• Problem to solve: Your job is to return every line of the listing holding the string "window".

• Supplied information:
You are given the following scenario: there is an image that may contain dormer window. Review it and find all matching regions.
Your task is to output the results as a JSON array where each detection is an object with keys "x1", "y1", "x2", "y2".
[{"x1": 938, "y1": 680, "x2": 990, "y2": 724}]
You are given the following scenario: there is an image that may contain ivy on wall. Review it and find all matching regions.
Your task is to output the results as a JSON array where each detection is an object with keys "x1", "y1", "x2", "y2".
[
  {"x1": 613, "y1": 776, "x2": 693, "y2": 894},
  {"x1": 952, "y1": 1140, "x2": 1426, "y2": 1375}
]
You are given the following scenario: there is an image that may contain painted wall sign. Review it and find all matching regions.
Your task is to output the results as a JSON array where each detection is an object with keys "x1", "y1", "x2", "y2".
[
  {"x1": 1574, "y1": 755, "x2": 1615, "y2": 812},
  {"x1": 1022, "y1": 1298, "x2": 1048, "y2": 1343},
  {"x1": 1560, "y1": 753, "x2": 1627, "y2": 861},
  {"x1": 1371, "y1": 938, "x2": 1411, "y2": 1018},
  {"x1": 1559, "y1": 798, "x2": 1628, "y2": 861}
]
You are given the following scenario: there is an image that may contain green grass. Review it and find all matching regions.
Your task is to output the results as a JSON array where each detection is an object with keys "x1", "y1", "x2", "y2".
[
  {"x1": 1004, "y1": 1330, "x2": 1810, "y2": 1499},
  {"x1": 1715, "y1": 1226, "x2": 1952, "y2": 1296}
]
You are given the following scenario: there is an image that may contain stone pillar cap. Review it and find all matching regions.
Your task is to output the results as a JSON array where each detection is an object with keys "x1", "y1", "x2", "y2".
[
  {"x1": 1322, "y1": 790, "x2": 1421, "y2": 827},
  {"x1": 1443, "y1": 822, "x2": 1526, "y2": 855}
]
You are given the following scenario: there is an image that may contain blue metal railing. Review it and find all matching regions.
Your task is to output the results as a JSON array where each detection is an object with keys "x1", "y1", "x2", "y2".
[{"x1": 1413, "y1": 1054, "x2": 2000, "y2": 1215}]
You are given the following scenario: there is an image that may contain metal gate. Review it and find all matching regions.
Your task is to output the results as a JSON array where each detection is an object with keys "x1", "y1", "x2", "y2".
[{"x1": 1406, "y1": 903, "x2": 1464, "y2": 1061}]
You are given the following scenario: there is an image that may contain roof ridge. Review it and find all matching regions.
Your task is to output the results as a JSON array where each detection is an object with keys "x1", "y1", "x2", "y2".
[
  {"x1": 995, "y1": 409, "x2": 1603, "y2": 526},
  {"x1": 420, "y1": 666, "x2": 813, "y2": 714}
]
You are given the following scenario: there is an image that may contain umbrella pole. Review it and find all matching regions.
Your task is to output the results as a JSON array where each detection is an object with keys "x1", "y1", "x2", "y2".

==

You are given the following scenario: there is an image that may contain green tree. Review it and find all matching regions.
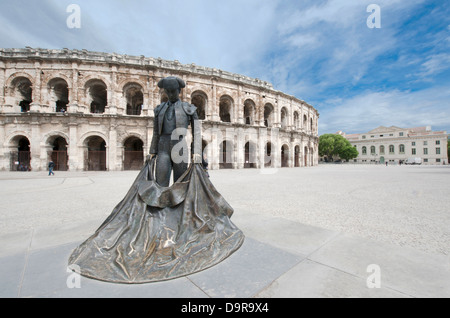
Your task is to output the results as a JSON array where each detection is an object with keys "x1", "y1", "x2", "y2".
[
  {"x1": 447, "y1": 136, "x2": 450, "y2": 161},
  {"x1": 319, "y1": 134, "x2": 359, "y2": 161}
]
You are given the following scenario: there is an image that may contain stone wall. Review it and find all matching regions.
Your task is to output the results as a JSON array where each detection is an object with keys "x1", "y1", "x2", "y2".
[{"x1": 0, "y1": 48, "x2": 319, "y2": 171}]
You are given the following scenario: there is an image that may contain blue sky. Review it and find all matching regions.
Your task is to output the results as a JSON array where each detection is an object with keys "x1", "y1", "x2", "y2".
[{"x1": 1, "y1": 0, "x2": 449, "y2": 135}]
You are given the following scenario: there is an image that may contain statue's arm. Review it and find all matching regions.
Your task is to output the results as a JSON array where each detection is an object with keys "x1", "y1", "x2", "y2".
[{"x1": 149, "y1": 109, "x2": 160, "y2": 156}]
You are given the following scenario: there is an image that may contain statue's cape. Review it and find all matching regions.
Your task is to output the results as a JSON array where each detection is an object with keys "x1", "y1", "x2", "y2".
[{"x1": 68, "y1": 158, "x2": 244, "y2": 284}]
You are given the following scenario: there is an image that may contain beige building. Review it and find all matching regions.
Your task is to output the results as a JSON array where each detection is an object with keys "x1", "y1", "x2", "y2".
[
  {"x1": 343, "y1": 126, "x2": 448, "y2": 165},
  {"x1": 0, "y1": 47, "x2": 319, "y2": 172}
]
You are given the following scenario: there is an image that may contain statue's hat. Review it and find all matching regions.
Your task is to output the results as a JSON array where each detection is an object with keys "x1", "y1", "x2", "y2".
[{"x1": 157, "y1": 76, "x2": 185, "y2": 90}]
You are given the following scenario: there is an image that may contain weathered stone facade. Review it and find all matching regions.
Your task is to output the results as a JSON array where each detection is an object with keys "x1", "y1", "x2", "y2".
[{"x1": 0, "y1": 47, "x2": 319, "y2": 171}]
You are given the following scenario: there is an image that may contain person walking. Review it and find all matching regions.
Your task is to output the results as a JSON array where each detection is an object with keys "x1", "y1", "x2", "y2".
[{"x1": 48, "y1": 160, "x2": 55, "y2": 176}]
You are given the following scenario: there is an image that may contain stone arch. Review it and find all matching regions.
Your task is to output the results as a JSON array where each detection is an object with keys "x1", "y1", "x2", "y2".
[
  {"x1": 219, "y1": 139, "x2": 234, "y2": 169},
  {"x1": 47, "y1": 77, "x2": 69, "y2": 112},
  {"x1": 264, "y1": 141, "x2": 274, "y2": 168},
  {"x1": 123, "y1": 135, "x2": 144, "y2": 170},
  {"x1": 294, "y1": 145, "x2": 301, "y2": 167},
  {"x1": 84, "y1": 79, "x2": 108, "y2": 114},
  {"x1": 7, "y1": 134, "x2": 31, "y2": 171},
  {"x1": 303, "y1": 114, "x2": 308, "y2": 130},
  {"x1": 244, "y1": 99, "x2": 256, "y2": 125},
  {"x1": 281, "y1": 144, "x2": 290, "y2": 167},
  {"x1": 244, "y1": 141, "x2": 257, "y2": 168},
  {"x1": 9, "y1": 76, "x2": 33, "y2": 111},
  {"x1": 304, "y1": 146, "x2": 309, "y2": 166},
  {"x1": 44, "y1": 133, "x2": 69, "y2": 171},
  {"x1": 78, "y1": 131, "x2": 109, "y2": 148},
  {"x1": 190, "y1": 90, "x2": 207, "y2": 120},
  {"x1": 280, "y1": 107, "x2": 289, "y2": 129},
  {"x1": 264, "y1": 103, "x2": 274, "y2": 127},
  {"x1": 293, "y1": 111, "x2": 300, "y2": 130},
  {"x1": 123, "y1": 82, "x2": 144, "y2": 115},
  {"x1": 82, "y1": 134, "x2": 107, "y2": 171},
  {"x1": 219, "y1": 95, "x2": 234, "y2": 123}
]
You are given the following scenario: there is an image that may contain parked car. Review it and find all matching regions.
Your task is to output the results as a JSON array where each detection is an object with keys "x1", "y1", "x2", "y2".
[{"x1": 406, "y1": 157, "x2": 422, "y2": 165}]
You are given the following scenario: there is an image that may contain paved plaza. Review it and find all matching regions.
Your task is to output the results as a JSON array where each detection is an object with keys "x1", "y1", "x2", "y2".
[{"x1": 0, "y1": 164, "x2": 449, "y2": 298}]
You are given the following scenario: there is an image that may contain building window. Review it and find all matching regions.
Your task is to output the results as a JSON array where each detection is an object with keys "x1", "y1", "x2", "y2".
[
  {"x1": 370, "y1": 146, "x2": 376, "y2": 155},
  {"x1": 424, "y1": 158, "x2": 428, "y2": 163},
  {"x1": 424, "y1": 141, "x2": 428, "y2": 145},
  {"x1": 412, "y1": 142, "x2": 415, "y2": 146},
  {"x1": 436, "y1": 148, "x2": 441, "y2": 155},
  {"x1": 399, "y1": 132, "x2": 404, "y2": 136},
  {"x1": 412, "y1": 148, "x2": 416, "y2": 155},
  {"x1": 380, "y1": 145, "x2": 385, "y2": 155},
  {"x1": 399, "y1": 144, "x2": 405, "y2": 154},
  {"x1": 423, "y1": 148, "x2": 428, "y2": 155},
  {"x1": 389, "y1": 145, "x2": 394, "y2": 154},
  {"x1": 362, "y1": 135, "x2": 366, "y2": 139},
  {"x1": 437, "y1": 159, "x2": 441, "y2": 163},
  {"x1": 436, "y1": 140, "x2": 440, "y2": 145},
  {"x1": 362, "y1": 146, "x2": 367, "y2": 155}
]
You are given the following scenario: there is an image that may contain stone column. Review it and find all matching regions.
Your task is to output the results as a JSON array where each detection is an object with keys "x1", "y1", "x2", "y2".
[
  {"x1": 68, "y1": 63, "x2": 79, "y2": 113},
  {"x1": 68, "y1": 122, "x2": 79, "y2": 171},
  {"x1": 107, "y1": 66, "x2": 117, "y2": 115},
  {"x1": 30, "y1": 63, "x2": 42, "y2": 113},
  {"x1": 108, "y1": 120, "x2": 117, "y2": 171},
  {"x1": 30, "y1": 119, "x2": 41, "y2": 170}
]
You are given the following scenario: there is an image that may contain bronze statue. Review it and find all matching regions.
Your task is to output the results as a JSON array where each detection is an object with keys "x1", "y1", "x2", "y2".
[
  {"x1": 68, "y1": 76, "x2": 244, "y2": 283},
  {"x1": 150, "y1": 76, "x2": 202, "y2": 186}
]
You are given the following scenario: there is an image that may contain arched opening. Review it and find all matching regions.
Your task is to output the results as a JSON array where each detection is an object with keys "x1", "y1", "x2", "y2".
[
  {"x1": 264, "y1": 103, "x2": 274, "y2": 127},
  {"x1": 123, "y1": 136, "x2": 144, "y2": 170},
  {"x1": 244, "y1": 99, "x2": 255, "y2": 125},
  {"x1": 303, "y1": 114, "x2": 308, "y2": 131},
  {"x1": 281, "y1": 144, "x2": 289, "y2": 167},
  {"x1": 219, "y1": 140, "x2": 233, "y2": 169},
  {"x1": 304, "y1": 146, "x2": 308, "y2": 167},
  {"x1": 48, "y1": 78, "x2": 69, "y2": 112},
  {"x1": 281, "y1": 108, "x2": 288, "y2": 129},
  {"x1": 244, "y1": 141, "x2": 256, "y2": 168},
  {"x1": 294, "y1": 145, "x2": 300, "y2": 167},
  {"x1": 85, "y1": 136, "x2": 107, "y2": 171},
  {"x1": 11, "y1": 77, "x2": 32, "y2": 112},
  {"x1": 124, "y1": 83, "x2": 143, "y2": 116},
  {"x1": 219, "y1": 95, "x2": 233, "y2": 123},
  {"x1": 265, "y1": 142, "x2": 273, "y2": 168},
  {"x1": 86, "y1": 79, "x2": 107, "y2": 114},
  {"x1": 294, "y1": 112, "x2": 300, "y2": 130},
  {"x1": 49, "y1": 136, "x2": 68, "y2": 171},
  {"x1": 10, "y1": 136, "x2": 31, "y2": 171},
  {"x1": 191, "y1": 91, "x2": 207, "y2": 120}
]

• Response:
You are given the following scenario: there is an image that may contain dormer window. Review it and find all matching regions.
You are given the following scenario: there is an image that may contain building window. Review it and find all matching regions.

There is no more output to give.